## Document extract
# Bouyancy Tanks



## nick olass (Apr 30, 2009)

Most ships today are built with inner and outer hulls, but I remember going aboard ships, to measure up for bouyancy tanks, I then went back to the works to manufacture the tanks, then returned to the ship to fit them. We used a type of sheet brass [muntz metal] which was very easy to work with.
For some reason, the crew hated these bouyancy tanks, but I never found out why, because if the ship sprung a leak, the tanks presumably would keep the vessel afloat. This was in the 60s, and I for one loved the job, because it meant that I could go into the galley, where the cook would do me an enormous fry-up. Cor I can smell the bacon now just thinking about it.

Nick(Thumb)


----------



## Derek Roger (Feb 19, 2005)

nick olass said:


> Most ships today are built with inner and outer hulls, but I remember going aboard ships, to measure up for bouyancy tanks, I then went back to the works to manufacture the tanks, then returned to the ship to fit them. We used a type of sheet brass [muntz metal] which was very easy to work with.

## Dataset
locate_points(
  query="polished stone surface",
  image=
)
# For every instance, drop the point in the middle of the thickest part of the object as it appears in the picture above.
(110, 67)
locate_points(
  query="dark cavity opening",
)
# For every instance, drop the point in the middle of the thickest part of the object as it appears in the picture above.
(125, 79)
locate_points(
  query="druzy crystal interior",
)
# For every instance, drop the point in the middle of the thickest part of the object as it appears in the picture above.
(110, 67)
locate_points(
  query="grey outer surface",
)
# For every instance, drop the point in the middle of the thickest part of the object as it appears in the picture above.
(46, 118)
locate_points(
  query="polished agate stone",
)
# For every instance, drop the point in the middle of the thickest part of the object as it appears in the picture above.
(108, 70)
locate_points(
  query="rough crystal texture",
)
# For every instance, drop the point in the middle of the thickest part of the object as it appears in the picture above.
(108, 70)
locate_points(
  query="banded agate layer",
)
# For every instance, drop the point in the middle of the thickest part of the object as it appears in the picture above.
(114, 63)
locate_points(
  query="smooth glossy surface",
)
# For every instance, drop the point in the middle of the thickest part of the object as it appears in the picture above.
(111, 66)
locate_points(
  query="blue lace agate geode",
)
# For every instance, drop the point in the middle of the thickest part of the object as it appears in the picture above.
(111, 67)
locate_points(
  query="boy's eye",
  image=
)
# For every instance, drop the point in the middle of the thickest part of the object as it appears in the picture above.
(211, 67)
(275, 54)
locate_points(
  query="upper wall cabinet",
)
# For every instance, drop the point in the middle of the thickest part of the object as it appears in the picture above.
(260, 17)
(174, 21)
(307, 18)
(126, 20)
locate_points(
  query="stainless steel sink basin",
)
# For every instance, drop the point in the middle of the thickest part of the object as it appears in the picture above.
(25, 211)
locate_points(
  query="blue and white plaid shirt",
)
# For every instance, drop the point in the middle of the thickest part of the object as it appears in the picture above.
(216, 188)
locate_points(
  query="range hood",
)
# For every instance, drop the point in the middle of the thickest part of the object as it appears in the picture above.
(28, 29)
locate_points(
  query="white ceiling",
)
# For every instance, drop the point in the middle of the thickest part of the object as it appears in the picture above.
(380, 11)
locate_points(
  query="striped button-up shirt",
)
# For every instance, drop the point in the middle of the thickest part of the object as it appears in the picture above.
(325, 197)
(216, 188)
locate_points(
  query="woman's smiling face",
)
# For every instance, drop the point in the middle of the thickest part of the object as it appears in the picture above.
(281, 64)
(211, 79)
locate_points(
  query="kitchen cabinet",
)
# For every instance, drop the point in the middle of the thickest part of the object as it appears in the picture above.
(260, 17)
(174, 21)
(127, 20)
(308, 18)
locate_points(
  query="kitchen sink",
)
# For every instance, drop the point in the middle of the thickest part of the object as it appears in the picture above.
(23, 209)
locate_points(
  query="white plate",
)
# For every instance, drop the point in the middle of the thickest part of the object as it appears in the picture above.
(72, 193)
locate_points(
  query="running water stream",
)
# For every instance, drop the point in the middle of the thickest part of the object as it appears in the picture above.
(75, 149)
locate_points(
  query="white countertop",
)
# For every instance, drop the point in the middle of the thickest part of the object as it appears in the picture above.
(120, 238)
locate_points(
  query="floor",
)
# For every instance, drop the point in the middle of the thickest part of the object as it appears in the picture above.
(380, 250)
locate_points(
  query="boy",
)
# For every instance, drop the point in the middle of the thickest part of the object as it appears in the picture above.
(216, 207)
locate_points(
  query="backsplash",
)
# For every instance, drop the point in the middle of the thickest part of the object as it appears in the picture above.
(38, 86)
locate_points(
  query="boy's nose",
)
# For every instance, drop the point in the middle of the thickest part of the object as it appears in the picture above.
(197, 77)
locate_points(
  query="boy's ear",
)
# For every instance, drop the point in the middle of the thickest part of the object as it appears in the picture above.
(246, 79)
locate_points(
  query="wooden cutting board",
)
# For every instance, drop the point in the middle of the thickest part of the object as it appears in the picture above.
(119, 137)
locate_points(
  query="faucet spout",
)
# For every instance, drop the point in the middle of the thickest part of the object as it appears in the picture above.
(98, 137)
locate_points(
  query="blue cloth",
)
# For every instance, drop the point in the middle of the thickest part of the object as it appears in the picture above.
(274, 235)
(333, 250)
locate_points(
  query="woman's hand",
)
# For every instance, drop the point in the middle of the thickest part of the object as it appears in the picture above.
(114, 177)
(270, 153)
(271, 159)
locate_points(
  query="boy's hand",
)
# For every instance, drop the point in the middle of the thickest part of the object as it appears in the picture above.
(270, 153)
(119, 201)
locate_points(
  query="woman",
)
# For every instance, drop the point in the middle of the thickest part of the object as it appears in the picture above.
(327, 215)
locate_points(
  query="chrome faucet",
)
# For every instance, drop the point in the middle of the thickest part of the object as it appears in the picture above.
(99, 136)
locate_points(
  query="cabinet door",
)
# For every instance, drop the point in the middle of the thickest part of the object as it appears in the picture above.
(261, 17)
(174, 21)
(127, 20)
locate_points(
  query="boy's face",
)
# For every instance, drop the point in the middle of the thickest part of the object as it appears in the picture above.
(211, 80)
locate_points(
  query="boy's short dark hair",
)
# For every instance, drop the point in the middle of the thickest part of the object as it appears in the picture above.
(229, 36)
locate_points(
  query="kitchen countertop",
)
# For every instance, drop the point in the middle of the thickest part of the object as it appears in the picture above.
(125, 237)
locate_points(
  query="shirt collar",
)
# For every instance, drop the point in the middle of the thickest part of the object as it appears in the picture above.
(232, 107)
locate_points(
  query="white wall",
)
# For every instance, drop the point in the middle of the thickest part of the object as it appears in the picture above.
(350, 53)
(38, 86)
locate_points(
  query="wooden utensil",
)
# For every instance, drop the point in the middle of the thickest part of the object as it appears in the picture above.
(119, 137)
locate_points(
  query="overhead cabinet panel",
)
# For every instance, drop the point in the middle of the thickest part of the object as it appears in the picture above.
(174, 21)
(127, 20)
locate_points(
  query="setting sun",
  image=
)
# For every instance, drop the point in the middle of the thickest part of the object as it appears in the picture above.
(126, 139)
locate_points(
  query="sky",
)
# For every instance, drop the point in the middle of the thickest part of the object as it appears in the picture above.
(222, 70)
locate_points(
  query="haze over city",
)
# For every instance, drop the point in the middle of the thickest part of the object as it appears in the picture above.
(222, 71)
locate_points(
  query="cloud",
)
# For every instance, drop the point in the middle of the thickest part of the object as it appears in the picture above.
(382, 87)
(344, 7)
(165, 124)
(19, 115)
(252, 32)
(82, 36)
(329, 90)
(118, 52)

## Aim 1
In the forum thread on buoyancy tanks, rewrite the part starting at "# Bouyancy Tanks" and ending at "Nick(Thumb)", with "galley" changed to "ship's kitchen".
## Aim 2
Translate this sentence from the buoyancy tank thread into French: "We used a type of sheet brass [muntz metal] which was very easy to work with."

## Written answer 1
# Bouyancy Tanks



## nick olass (Apr 30, 2009)

Most ships today are built with inner and outer hulls, but I remember going aboard ships, to measure up for bouyancy tanks, I then went back to the works to manufacture the tanks, then returned to the ship to fit them. We used a type of sheet brass [muntz metal] which was very easy to work with.
For some reason, the crew hated these bouyancy tanks, but I never found out why, because if the ship sprung a leak, the tanks presumably would keep the vessel afloat. This was in the 60s, and I for one loved the job, because it meant that I could go into the ship's kitchen, where the cook would do me an enormous fry-up. Cor I can smell the bacon now just thinking about it.

Nick(Thumb)

## Written answer 2
Nous utilisions un type de tôle de laiton [métal Muntz] qui était très facile à travailler.